• [Required actions]:
- 1) Answer these questions from the passage on early Java, keeping each answer to one line.
(a) In what year does Dumarçay find Hindu clerics first mentioned?
(b) Which Hindu temple compound was built around the same period as Borobudur?
(c) How far from Borobudur is the Wukir hill, and in which direction?
- 2) List every person the passage on early Java names.
- 3) From the passage on early Java, pull out the part that begins with the words containing "Hindu clerics appealed" and ends with "east of Borobudur.", and copy it word for word.

• [Extract to read]:

○ ○ ○ ○ ○

Hindu clerics appealed to the people of Java for generations, a fact that architect and author Jacques Dumarçay finds first mentioned in 450 AD. Influence of the Sailendra and Sanjaya dynasties followed. Dumarçay says that de Casparis concluded that Sanjaya and Sailendra shared power in central Java for a century and a half, and that de Casparis traced alternating succession from 732 until 882. During this time many Hindu and Buddhist monuments were built on the plains and mountains around the Kedu Plain. Buddhist monuments, including Borobudur, were erected around the same period as the Hindu Prambanan temple compound. In 732 AD, King Sanjaya commissioned a Shivalinga sanctuary to be built on the Wukir hill, only 10 km east of Borobudur.

○ ○ ○ ○ ○

• [Source information]:

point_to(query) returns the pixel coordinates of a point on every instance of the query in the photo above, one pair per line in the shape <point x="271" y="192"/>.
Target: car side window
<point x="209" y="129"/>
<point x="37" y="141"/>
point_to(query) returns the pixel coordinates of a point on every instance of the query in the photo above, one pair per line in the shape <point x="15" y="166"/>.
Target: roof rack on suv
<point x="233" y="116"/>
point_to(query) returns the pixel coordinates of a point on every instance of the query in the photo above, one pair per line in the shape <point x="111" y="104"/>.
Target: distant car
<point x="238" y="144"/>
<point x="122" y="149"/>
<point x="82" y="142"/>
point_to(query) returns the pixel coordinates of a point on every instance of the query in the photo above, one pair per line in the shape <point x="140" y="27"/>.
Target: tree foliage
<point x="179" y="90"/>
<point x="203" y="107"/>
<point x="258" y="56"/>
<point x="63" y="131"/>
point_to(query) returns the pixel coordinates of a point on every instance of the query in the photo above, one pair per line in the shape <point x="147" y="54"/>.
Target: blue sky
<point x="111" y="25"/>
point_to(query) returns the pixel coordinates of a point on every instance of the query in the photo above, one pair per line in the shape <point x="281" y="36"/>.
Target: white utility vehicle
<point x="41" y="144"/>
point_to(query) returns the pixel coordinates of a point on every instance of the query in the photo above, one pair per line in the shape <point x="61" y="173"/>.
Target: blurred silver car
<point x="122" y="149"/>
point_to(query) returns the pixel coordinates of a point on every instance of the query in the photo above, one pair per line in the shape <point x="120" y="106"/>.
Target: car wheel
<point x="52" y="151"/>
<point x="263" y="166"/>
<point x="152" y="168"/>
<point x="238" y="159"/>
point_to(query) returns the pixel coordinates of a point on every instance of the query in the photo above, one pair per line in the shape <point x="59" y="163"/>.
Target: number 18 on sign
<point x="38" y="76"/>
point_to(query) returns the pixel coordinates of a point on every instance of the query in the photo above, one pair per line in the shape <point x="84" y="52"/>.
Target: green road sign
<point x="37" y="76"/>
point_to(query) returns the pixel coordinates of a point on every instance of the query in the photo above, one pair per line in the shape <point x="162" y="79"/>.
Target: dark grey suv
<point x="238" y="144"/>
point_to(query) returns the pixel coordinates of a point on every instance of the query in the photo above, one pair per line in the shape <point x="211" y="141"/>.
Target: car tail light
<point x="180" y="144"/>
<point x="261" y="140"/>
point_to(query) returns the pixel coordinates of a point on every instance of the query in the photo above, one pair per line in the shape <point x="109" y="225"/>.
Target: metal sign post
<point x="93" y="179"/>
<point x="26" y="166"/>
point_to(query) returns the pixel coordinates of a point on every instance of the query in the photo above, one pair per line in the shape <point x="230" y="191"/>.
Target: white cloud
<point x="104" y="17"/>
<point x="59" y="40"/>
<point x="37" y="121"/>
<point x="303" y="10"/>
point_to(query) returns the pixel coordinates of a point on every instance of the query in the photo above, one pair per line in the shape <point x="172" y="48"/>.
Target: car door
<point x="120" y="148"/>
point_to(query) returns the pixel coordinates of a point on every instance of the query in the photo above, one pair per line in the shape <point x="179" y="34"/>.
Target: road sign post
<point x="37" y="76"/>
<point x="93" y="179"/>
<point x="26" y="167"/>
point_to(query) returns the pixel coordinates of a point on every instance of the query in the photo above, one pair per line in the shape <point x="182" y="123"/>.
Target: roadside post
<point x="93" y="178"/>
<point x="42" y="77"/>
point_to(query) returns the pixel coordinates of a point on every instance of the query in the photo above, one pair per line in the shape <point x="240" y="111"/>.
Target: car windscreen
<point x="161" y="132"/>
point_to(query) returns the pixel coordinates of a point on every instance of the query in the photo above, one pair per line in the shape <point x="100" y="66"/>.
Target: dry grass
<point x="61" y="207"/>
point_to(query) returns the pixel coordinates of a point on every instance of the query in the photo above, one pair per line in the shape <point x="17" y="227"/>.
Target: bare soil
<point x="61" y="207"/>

○ ○ ○ ○ ○

• [Expected results]:
- 1)
(a) 450 AD
(b) The Prambanan temple compound
(c) Only 10 km east

- 2)
Jacques Dumarçay
de Casparis
King Sanjaya

- 3)
Hindu clerics appealed to the people of Java for generations, a fact that architect and author Jacques Dumarçay finds first mentioned in 450 AD. Influence of the Sailendra and Sanjaya dynasties followed. Dumarçay says that de Casparis concluded that Sanjaya and Sailendra shared power in central Java for a century and a half, and that de Casparis traced alternating succession from 732 until 882. During this time many Hindu and Buddhist monuments were built on the plains and mountains around the Kedu Plain. Buddhist monuments, including Borobudur, were erected around the same period as the Hindu Prambanan temple compound. In 732 AD, King Sanjaya commissioned a Shivalinga sanctuary to be built on the Wukir hill, only 10 km east of Borobudur.